### Requirements
Could you extend the mailing-list thread on the StreamsProvider interface below, picking up right after its final sentence?

### Quoted text
········

Re: Proposing Changes to the StreamsProvider interface and StreamsProviderTask

Posted by Matt Franklin <m....@gmail.com>.

Dredging up the past here.  After working with Streams for a couple of
years, I think things work fairly well, but still see a need for a more
reactive producer paradigm.  Polling providers for data creates a
bottleneck in the production step. IMO, the runtime should be responsible
for queuing data and have unburden the provider from managing internal
queues.

Also, as mentioned earlier in this thread, I think we remove the following
methods as they are rarely, if ever, used:

StreamsResultSet readNew(BigInteger sequence);
StreamsResultSet readRange(DateTime start, DateTime end);

We could even deprecate readCurrent() and add an event listener
registration.

Thoughts?

On Thu, Jun 12, 2014 at 11:00 AM Matthew Hager [W2O Digital] <
mhager@w2odigital.com> wrote:

> :+1: right now they have no way to talk to each other. Provider doesn't
> know when he is going to be polled again and the builder implementation has
> no idea if the provider is done providing.
>
>
>
> Sent from my iPhone
>
>
>
> > On Jun 12, 2014, at 8:51 AM, Matt Franklin <m....@gmail.com>
> wrote:
>
> >
>
> > Do we have consensus on next steps?  From what I can see, everyone agrees
>
> > that the addition of an isRunning method to the provider makes sense.  I
>
> > will create a ticket and commit that change; but, I encourage others to
>
> > continue discussion on the next steps for improvement.
>
> >
>
> >
>
> > On Thu, May 15, 2014 at 11:53 AM, Robert Douglas [W2O Digital] <
>
> > rdouglas@w2odigital.com> wrote:
>
> >
>
> >> Hi all,
>
> >>
>
> >> After working with the Streams project a bit, I have noticed some of the
>
> >> same issues that Matt and Ryan have brought up. I think that Matt's idea
>
> >> to implement two interfaces (Producer, Listener) would make a great
>
> >> addition to the project. Not only would it increase efficiency but it
>
> >> would also, in my opinion, make the streams themselves easier to
> construct
>
> >> and understand.

········

### Dataset excerpt
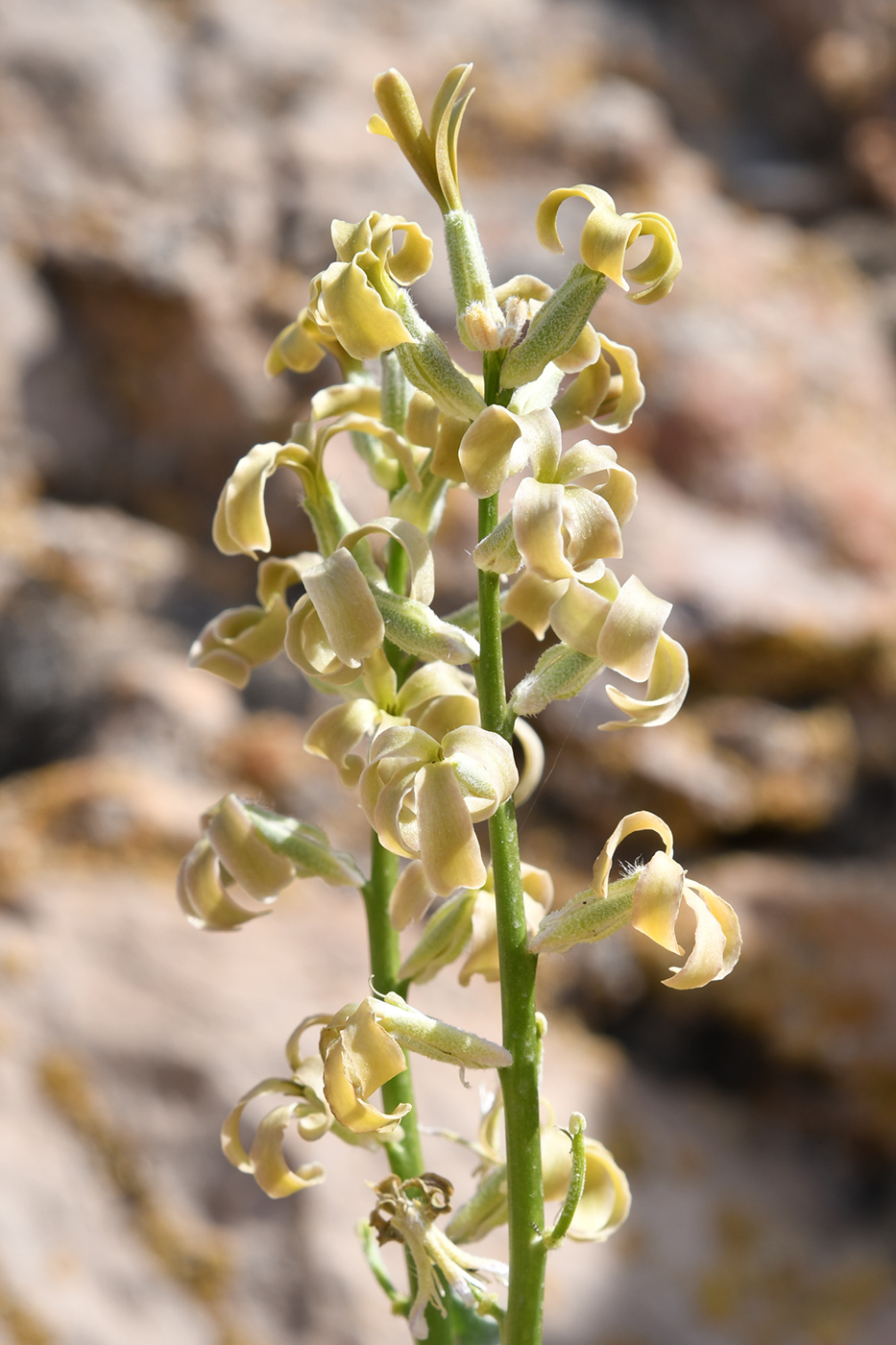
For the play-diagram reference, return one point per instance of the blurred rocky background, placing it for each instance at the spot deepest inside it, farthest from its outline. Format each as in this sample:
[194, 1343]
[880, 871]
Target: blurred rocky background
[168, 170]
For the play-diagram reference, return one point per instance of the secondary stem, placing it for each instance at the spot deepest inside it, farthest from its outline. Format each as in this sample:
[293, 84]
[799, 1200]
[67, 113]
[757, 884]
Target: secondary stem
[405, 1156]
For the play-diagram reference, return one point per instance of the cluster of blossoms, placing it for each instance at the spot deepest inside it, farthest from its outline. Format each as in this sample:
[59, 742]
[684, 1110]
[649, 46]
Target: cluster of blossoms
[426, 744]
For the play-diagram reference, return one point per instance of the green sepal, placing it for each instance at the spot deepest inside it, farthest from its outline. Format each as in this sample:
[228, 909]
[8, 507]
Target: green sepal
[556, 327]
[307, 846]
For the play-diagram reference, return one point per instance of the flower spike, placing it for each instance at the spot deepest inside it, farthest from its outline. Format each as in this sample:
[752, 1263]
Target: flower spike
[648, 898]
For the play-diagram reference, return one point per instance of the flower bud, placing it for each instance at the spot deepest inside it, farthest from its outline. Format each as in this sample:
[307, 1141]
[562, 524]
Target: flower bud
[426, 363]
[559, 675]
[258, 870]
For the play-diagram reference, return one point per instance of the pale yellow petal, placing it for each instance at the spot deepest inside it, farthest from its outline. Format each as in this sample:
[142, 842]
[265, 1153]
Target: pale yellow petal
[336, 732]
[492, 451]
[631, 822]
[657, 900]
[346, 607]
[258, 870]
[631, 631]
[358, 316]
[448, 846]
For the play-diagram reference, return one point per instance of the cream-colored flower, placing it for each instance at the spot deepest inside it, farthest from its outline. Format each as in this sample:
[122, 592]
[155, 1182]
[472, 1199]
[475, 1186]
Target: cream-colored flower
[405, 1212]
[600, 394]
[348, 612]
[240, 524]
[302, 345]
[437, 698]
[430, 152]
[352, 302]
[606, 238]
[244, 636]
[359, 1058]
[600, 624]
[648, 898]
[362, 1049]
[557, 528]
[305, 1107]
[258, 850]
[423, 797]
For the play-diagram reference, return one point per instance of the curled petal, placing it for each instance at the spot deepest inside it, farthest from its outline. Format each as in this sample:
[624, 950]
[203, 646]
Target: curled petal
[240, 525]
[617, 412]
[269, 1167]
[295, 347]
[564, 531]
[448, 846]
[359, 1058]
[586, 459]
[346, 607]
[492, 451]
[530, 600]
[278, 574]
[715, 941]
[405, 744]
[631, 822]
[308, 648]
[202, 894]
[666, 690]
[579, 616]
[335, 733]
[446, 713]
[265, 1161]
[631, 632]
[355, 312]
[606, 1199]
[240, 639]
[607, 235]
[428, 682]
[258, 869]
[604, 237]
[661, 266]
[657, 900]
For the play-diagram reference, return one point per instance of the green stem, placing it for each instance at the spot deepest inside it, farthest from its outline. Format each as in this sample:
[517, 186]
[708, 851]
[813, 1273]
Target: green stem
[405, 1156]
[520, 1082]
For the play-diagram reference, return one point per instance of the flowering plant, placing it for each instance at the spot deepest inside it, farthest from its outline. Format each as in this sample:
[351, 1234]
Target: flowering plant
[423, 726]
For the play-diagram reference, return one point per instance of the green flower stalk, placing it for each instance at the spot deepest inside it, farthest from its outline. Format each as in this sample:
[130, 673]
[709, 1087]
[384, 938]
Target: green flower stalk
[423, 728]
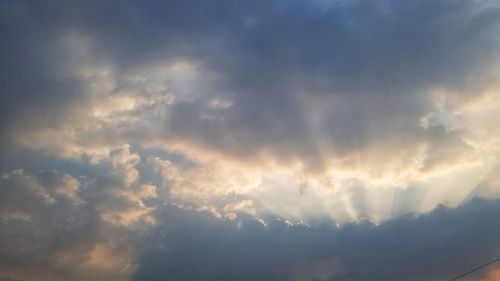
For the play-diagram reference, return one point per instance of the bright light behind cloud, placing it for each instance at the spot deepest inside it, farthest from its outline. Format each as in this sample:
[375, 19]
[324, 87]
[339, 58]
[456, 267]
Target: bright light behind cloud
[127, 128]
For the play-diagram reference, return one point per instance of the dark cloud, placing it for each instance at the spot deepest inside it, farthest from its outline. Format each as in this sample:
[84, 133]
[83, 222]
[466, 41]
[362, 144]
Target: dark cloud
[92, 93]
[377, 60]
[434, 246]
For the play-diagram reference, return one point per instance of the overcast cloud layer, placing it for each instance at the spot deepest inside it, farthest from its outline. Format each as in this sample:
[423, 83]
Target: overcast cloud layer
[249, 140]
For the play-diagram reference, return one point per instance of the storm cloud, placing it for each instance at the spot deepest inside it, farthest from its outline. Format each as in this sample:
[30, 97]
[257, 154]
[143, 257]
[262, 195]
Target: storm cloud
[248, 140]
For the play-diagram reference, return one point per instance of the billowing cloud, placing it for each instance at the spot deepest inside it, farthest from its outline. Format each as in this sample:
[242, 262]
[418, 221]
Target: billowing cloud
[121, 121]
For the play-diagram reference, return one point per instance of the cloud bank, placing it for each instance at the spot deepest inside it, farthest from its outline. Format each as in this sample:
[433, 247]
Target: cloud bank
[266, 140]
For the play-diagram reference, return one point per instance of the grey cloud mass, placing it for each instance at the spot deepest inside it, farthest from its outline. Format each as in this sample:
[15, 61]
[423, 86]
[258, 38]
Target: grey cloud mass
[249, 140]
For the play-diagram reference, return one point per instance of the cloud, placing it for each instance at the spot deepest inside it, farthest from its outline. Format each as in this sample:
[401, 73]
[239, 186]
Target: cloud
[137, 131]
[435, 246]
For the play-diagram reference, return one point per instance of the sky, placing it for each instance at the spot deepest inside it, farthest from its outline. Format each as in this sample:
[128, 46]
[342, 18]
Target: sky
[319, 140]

········

### Result for this task
>
> >>
>
> >> -- Robert
>
> >>
>
> >> On 5/7/14, 1:41 PM, "Matthew Hager [W2O Digital]" <
> mhager@w2odigital.com>
>
> >> wrote:
>
> >>
>
> >>> Good Day!
>
> >>>
>
> >>> I would like to throw in my two pents in on this if it pleases the
>
> >>> community.
>
> >>>
>
> >>> Here are my thoughts based on implementations that I have written with
>
> >>> streams to ensure timely, high yield execution. Personally, I had to
>
> >>> override much of the LocalStreamsBuilder to fit my use cases for many
> of
>
> >>> the problems described below, except the opposite of which. I have a
>
> >>> modality of a 'finite' stream which execution is hindered when being
>
> >>> 'polled' in the manner that it is. This is further complicated by the
>
> >>> excessive waiting caused by the current 'shutdown' the exists.
>
> >>>
>
> >>> There are essentially two major use-cases, that I can see, that are
> likely
>
> >>> to take place. The first is a perpetual stream, that is technically
> never
>
> >>> satisfied. The second, is the case of a finite stream (HDFS reader, S3
>
> >>> reader, pulling a user's time-line, etc...) that has a definitive start
>
> >>> and end. To solve these two models of execution here are my thoughts.
>
> >>>
>
> >>> StreamsResultSet - I actually found this to be quite useful paradigm. A
>
> >>> queue prevents a buffer overflow, an iterator makes it fun and easy to
>
> >>> read (I love iterators), and it is simple and succinct. I do, however,
>
> >>> feel it is best expressed as an interface instead of a class.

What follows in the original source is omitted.